* _WHAT TO DO_
Your answer should be an exact copy of the data.

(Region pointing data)
· · ·
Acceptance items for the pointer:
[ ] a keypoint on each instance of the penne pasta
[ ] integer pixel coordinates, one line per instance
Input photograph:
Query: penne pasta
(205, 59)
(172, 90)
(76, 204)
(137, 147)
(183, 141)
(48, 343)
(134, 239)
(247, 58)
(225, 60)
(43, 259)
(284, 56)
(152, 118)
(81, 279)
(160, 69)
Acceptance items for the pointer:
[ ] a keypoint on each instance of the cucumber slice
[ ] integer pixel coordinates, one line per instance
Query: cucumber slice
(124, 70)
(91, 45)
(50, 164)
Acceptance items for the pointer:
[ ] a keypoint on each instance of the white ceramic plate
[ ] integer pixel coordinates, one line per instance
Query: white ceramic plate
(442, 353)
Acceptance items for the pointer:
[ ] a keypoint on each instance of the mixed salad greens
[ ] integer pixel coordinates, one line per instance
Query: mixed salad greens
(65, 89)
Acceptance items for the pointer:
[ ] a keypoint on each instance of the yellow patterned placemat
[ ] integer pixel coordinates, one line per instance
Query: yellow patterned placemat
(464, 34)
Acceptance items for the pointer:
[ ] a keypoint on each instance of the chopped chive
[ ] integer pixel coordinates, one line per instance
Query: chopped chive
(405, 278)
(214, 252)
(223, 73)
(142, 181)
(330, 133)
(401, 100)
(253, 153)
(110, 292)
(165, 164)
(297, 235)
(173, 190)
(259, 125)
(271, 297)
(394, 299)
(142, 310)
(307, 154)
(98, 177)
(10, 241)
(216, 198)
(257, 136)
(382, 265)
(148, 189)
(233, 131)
· · ·
* _ANSWER FOR THIS EXERCISE_
Acceptance items for the pointer:
[ ] a keypoint on each instance of the penne pasta
[ ] integer pixel coordinates, one line per instance
Input photograph:
Query: penne pasta
(205, 59)
(172, 90)
(76, 204)
(137, 147)
(183, 141)
(48, 343)
(134, 239)
(247, 58)
(225, 60)
(43, 259)
(284, 56)
(152, 118)
(81, 279)
(160, 69)
Acceptance items for the pointer:
[ ] a keypoint on each instance of the cucumber slice
[ ] integer pixel coordinates, one line per instance
Query: cucumber slice
(124, 70)
(91, 45)
(50, 164)
Acceptance items for the pointer:
[ ] a keypoint on each instance of the white ceramic plate
[ ] integer pixel coordinates, one line per instance
Query: white ceramic plate
(442, 353)
Acceptance items for the pointer:
[ ] a keypoint on each instance of the mixed salad greens
[ ] integer pixel coordinates, one line per instance
Query: mixed salad greens
(65, 89)
Acceptance items for the pointer:
[ ] a keypoint on each instance of the yellow patterned placemat
[ ] integer pixel coordinates, one line per instance
Query: yellow patterned placemat
(464, 34)
Acceptance items for the pointer:
[ ] a keypoint on each instance of the chopped chive
[ ] integer pixel coordinates, one line per instance
Query: chopped chive
(405, 278)
(214, 252)
(223, 73)
(142, 181)
(330, 133)
(401, 100)
(253, 153)
(110, 292)
(165, 164)
(297, 235)
(173, 190)
(259, 125)
(271, 297)
(394, 299)
(142, 310)
(307, 154)
(98, 177)
(10, 241)
(216, 198)
(257, 136)
(382, 265)
(148, 189)
(233, 131)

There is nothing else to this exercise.